▶ **WHAT YOU HAVE TO DO**
Give the records from the line with "the white wedding" to the line with "[[466, 397]]" as a numbered list, including both of those lines and omitting blank lines.
________
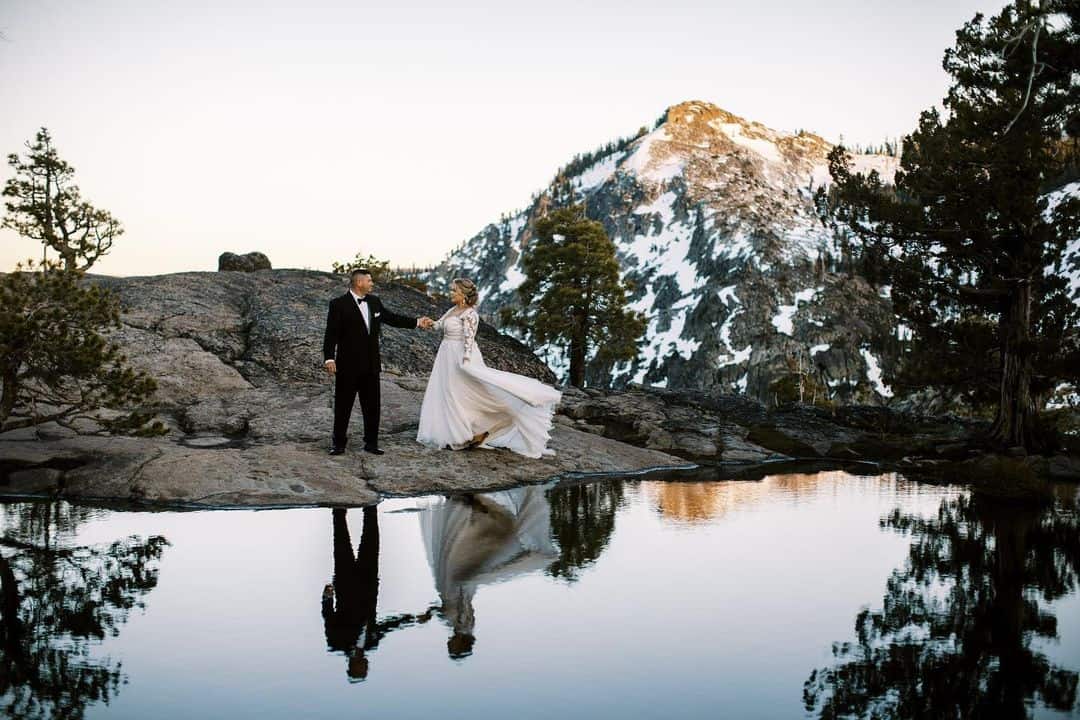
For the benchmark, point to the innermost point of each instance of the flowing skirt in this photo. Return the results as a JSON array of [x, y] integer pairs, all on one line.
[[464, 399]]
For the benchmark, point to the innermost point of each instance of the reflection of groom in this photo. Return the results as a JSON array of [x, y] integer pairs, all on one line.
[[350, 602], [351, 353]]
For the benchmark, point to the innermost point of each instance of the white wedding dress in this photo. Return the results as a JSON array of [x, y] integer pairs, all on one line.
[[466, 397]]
________
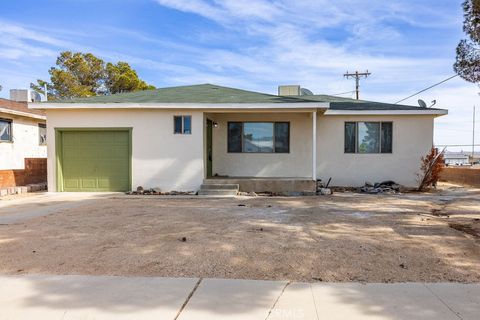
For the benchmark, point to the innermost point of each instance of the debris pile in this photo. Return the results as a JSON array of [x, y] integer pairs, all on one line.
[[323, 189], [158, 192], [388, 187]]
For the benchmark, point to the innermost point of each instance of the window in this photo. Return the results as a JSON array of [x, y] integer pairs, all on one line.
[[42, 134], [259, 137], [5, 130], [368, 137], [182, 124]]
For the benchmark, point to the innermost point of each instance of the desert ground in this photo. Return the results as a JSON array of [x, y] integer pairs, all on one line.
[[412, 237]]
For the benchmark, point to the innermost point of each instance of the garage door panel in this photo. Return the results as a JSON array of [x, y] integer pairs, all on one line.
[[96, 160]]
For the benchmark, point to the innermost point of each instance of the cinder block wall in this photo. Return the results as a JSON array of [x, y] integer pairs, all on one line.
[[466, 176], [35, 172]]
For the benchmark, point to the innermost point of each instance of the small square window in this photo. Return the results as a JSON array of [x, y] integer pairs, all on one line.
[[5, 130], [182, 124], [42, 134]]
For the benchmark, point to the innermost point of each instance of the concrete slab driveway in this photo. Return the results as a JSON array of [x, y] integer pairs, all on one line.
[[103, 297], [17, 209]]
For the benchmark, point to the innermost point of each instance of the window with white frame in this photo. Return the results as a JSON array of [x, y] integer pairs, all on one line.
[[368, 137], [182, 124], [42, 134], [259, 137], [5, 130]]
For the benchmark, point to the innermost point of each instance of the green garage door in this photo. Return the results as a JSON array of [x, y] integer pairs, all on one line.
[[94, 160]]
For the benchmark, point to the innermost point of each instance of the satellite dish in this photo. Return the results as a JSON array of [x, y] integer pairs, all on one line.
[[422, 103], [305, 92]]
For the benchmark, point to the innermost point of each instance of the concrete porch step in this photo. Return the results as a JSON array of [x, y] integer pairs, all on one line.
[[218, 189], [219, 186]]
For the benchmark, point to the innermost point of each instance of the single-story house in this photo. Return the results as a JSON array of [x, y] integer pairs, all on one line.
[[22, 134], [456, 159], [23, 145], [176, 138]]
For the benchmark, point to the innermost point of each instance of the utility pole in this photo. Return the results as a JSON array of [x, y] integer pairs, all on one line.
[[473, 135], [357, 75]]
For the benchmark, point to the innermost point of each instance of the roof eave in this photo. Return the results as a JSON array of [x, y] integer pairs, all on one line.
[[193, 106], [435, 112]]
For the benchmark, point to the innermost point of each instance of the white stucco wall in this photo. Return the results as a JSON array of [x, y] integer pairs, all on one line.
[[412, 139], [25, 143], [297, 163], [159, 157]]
________
▶ **FINAL ANSWER**
1. For the benchmark, point to the innermost point of each instance of the white wedding dress in this photo. Return the results as a JSON array of [x, y] integer pairs, all on one line.
2. [[466, 397]]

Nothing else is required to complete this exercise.